━━ Extrait ━━

Film soutenu

Quelque chose de vieux, quelque chose de neuf, quelque chose d’emprunté

Hernán Rosselli

Distribution : Les Alchimistes

Date de sortie : 19/03/2025

Argentine, Portugal, Espagne | 2025 | 1h40

Dans une banlieue populaire de Buenos Aires, les Felpeto ont créé une entreprise florissante de paris sportifs. Alors, à la mort du patriarche, la mère et la fille reprennent tout naturellement le business clandestin. Mais les temps changent pour les bookmakers : des purges dans la police et des perquisitions surprises menacent tandis que des secrets de famille refont soudain surface…

Quinzaine des Cinéastes, Cannes, 2024
FICUNAM (Mexico, Mexique) – Prix du meilleur film dans la Compétition Internationale
Viennale (Vienne, Autriche)
Thessalonik International Film Festival (Thessalonique, Grèce)
FilmFest Hamburg (Hambourg, Allemagne)
Gijon International Film Festival (Gijon, Espagne)
FIDOCS (Santiago, Chili)
RIDM Rencontres Internationales du Documentaire de Montréal (Montréal, Canada)
Göteborg Film Festival (Göteborg, Suède)
Festival Ciné 32 Indépendance(s) et Création (France, Auch)

Scénario et Réalisation | Hernán Rosselli · Image | Joaquín Neira · Montage | Hernán Rosselli, Federico Rotstein, Jimena García Molt

Hernán Rosselli

Hernán Rosselli est né en 1979 en Argentine. En 2002, il intègre l’ENERC (l’école de cinéma de Buenos Aires) où il se spécialise en écriture de scénarios et en montage. Puis il fonde et édite Las Naves, un magazine consacré au cinéma d’auteur. En 2014, il réalise son premier long métrage, “Mauro,“ en compétition au Festival de Rotterdam dans la section Bright Future, il gagne le Prix Fipresci. Il remporte également le Prix Spécial du Jury au BAFICI où il est en compétition. Le film est présenté au Festival des 3 Continents de Nantes, à Rotterdam, Rome et Vienne entre autres. En avril 2018, son documentaire “Casa del Teatro“ consacré au comédien Oscar Brizuela, est également sélectionné au BAFICI. Il est aujourd’hui réalisateur et professeur en réalisation documentaire à l’Université de cinéma de Buenos Aires (FUC). Il collabore à plusieurs revues de cinéma en tant que critique. Quelque chose de vieux, quelque chose de neuf, quelque chose d’emprunté est son quatrième long métrage. Il a été présenté en première mondiale à la Quinzaine des cinéastes (Cannes 2024).

━━━
━━ Relevés de données ━━

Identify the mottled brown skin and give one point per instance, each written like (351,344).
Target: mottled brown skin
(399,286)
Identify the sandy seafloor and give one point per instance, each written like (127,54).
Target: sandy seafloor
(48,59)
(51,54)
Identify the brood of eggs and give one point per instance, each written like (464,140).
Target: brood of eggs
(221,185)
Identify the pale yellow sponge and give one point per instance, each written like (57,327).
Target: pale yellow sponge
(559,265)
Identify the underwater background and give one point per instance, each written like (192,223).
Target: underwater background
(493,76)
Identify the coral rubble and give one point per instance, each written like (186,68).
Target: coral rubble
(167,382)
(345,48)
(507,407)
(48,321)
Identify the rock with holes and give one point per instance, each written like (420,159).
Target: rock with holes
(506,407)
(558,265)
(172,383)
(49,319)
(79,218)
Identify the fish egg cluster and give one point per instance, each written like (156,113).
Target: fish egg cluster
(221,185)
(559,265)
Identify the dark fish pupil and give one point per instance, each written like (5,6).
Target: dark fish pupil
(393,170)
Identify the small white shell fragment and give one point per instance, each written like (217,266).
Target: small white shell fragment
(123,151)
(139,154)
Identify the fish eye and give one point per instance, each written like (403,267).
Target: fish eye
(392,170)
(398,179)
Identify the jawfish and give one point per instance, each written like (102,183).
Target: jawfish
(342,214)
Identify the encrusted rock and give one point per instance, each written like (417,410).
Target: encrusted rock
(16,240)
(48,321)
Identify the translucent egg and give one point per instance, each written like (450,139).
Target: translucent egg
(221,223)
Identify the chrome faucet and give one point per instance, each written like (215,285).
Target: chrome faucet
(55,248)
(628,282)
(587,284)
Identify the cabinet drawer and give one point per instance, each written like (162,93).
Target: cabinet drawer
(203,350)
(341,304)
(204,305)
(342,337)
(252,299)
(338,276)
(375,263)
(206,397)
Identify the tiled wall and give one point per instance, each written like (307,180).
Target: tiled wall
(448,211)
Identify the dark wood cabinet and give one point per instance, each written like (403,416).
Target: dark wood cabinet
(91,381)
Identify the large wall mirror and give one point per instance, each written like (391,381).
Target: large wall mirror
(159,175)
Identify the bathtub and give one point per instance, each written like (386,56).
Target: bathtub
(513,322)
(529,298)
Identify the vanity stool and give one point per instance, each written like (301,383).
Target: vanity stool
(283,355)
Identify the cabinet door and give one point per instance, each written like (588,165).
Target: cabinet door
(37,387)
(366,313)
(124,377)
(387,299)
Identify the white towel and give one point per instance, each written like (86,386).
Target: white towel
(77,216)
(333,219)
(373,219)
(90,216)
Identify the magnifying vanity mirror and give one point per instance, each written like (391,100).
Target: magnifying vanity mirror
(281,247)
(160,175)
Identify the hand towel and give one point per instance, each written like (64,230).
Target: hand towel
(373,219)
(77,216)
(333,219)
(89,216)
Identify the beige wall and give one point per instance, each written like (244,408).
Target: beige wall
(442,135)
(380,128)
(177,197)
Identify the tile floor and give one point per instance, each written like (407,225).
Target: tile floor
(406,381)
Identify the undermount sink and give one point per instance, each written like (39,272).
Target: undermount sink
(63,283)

━━━

- _Consignes_
(1) Extrayez de la présentation du film, mot pour mot, le passage qui va de « Argentine, Portugal, Espagne » jusqu'à « Festival (Thessalonique, Grèce) ».
(2) Relevez chaque ligne du listing qui contient le mot « towel », en respectant la casse.
La présentation du film et le listing n'ont aucun lien entre eux.

- _Réponses par consigne_
(1)
Argentine, Portugal, Espagne | 2025 | 1h40

Dans une banlieue populaire de Buenos Aires, les Felpeto ont créé une entreprise florissante de paris sportifs. Alors, à la mort du patriarche, la mère et la fille reprennent tout naturellement le business clandestin. Mais les temps changent pour les bookmakers : des purges dans la police et des perquisitions surprises menacent tandis que des secrets de famille refont soudain surface…

Quinzaine des Cinéastes, Cannes, 2024
FICUNAM (Mexico, Mexique) – Prix du meilleur film dans la Compétition Internationale
Viennale (Vienne, Autriche)
Thessalonik International Film Festival (Thessalonique, Grèce)

(2)
Identify the white towel and give one point per instance, each written like (86,386).
Target: white towel
Identify the hand towel and give one point per instance, each written like (64,230).
Target: hand towel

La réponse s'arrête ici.